### How to complete this task
Every line below from the one containing "Class, indicate each instance of the amber" to the final line must be reproduced exactly, and no other line may appear in the answer.

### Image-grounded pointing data
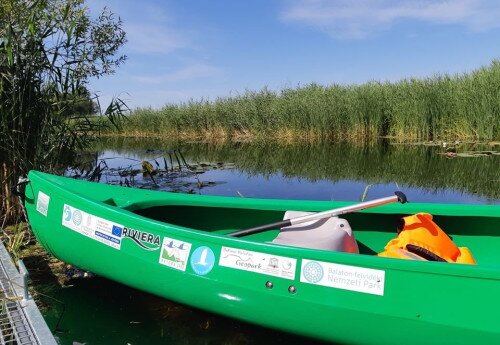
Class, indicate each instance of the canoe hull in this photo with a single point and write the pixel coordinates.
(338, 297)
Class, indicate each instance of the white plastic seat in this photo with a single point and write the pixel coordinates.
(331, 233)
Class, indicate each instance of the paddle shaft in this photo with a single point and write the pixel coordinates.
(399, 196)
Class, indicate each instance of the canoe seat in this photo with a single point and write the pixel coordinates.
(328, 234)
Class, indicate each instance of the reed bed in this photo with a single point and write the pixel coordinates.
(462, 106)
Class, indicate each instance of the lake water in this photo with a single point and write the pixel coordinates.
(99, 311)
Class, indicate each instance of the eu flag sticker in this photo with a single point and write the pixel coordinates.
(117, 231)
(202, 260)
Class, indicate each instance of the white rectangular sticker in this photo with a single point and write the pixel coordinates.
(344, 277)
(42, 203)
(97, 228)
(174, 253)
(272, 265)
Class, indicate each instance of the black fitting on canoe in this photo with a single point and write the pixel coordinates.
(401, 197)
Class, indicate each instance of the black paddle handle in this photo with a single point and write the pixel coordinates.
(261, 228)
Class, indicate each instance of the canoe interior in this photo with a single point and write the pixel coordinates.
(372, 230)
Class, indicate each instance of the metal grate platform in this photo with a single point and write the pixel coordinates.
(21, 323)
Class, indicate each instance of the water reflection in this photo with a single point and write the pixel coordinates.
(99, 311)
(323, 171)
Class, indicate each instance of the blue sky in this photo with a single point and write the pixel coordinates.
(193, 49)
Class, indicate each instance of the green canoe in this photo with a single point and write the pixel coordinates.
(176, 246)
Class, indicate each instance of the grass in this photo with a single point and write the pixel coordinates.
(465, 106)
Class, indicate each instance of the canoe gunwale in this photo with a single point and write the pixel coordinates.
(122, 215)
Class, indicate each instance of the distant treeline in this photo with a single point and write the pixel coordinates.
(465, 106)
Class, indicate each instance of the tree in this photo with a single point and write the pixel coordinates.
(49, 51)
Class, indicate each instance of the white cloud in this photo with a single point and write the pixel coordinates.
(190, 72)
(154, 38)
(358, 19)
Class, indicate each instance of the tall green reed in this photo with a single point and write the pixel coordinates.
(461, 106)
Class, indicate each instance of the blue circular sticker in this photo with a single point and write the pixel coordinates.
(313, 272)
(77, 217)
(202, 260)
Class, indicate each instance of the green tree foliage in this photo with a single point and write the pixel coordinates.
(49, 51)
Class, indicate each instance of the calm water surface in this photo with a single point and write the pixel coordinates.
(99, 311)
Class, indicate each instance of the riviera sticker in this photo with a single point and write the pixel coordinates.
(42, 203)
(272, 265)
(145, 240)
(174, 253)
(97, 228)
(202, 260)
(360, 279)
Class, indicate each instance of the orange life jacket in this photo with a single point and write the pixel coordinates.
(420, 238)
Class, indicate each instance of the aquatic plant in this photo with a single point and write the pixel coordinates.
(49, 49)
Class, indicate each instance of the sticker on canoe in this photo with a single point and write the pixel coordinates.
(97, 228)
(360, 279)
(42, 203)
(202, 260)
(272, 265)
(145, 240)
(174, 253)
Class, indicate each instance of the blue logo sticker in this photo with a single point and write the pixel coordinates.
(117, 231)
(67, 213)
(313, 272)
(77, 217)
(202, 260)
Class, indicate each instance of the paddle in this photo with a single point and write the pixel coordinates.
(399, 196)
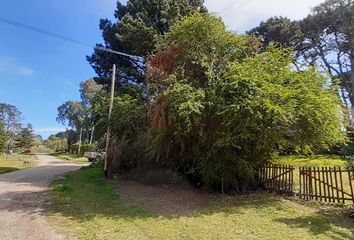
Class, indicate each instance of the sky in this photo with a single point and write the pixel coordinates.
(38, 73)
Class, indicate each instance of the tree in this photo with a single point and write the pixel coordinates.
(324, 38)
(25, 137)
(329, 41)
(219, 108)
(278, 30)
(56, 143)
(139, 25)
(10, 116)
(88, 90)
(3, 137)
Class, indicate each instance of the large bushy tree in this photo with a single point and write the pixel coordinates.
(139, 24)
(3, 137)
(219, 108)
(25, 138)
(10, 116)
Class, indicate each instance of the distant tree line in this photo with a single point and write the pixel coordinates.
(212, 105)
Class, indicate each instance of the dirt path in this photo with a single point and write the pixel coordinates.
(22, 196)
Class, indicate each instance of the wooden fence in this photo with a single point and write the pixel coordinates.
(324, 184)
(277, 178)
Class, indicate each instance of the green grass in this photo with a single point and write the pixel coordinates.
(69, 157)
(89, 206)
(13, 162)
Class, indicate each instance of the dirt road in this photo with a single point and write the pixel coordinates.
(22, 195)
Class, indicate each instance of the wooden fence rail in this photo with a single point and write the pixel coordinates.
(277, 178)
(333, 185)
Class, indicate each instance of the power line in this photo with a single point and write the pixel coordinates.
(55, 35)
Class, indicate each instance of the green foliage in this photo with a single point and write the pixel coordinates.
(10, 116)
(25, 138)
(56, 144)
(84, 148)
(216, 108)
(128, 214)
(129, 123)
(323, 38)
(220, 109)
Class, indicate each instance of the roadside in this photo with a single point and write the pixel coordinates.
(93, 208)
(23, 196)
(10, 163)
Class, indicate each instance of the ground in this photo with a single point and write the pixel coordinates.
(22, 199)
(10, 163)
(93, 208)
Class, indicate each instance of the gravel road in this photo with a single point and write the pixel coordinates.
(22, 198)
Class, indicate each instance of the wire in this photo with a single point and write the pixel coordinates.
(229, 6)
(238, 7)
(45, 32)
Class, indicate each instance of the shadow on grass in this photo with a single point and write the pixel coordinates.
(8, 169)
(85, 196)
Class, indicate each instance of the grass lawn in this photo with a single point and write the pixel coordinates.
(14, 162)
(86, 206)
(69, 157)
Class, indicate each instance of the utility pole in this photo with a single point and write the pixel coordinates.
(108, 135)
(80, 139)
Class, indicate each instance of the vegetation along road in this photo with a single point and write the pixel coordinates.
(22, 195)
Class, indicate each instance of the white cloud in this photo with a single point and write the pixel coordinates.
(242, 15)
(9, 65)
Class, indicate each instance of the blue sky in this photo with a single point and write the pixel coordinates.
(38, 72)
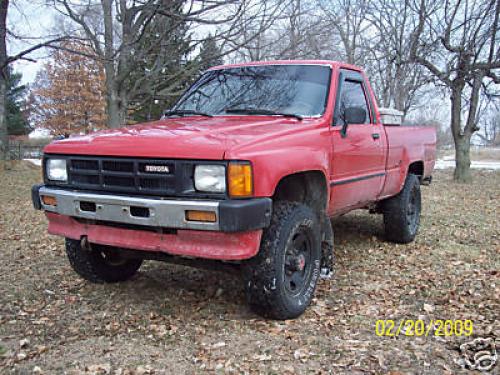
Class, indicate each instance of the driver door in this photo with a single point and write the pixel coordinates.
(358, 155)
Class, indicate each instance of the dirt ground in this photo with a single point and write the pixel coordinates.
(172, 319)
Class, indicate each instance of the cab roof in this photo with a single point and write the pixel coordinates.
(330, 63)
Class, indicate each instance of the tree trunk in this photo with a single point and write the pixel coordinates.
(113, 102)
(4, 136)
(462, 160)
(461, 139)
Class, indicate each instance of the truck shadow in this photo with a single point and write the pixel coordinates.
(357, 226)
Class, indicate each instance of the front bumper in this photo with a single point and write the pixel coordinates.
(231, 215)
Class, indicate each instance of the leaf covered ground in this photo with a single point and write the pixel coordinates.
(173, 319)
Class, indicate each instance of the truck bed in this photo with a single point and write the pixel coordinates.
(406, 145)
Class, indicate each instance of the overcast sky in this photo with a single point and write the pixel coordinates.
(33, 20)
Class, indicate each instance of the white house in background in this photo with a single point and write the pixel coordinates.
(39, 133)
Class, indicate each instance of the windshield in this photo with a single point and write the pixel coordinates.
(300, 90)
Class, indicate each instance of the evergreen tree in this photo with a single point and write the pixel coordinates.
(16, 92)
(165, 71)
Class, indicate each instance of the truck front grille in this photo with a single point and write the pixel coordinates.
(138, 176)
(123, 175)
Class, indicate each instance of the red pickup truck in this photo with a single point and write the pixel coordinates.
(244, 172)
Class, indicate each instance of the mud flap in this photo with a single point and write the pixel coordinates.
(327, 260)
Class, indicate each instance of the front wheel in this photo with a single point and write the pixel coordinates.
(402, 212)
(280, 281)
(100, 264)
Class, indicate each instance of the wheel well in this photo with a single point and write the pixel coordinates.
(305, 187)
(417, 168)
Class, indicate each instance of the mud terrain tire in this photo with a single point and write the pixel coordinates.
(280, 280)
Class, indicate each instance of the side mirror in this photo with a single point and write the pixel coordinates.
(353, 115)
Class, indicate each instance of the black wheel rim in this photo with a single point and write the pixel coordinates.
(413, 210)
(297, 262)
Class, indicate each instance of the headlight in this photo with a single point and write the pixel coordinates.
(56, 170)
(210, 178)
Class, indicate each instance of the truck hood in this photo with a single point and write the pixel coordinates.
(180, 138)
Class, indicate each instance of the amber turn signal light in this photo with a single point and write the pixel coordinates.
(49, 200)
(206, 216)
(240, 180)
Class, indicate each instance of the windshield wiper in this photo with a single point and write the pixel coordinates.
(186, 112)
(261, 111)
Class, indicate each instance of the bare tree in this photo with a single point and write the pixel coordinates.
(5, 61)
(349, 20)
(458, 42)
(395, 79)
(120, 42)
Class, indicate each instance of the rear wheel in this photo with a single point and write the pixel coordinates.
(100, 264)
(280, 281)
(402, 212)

### Result of this task
Class, indicate each instance of the amber turn signal light in this photo with a single point and write the pixel coordinates.
(49, 200)
(206, 216)
(240, 180)
Class, indicate each instance of the windshield wiper in this photo with a single point and write the pixel coordinates.
(186, 112)
(261, 111)
Class, indicate each instance of the bare tree in this photo with a single point and write the pixel coordinates.
(5, 61)
(349, 20)
(458, 42)
(395, 79)
(120, 42)
Class, indicate each instance of the rear wheel in this photo with a single point and write the pixel coordinates.
(100, 264)
(280, 281)
(402, 212)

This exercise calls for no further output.